**Text block**
**********
Bundles can interact with each other through the API that bundles themselves provide. These are separated into three categories:

• request for requesting something to be done (serializable to JSON)
• event for notifying that something happened (serializable to JSON)
• service when direct function calls are required between bundles

The Oskari sandbox is the message bus for all of these categories:

sequenceDiagram
    participant mapmodule as mapmodule
bundle
    participant layerlist as layerlist
bundle

    mapmodule->>Sandbox: Add handler for AddMapLayerRequest
    layerlist->>Sandbox: Add listener for AfterMapLayerAddEvent
    Note over layerlist: User adds a layer to map using
 UI provided by layerlist
    layerlist->>layerlist: Click toggle
    layerlist->>Sandbox: Send AddMapLayerRequest
    Sandbox->>mapmodule: handle AddMapLayerRequest
    mapmodule->>mapmodule: Download layer metadata
and add to map
    mapmodule->>Sandbox: Trigger AfterMapLayerAddEvent
    Sandbox->>layerlist: call listener for AfterMapLayerAddEvent
    layerlist->>layerlist: update state/UI to show layer on map

3.5.1 Bundle requests

Requests can only have one handler/bundle that handles them. Other bundles request something to be done by the bundle that offers a request API.

A comprehensive versioned documentation of all available bundle requests can be found here

Providing request API

A bundle can define a request that it wants to provide as its API with a javascript file like this:

Oskari.clazz.define('Oskari.sample.HelloRequest',
    function (target = 'World') {
        this.target = target;
    }, {
        __name: 'HelloRequest',
        getName: function () {
            return this.__name;
        },
        getTarget: function () {
            return this.target;
        }
    }, {
        protocol: ['Oskari.mapframework.request.Request']
    });

Where:

• name is the request name and references to the request are done using the name
• the constructor parameters are values that the handling code needs to do what the request is supposed to do. They can be partially or even fully optional.
**********
**Dataset content**
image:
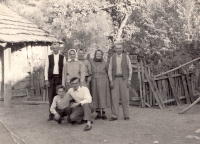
**********
**Task instructions**
1. Answer each question from the text on Oskari bundle communication.
(a) What are the three categories of API that bundles provide to one another?
(b) How many handlers can a request have?
(c) In the sample request definition, what value does target take when no argument is passed to the constructor?
2. Carry on the text on Oskari bundle communication from the point where it stops.

**Results for each task**
1.
(a) Request, event and service.
(b) Only one.
(c) 'World'.

2.
• the protocol at the end is required for Oskari to find any of the request files by just using the request name

By convention the request file should be placed in a request-folder under the bundles implementation folder. The bundle should then also register a handler for the request in the sandbox. If the request handler is complex you should have the code in a separate file in the request-folder, but simple ones can be done in the bundle instance file for example.

Note! The request file needs to be imported as part of the bundle so they are included in the build. Even as they usually are not directly referenced by the importing code:

import './request/HelloRequest';

Registering the handler is done like this when extending the BasicBundleInstance class:

this.addRequestHandler('{the request name}', (req) => /* use request methods to get parameters and do what was requested */);

You can also use sandbox functions directly:

sandbox.requestHandler('{the request name}', (req) => handlerFn(req));

Remember that you should cleanup the handler in stop() and you need the request name to do that. So you may want to store which handlers are registered so you can restart after stopping etc. The BasicBundleInstance class handles this automatically.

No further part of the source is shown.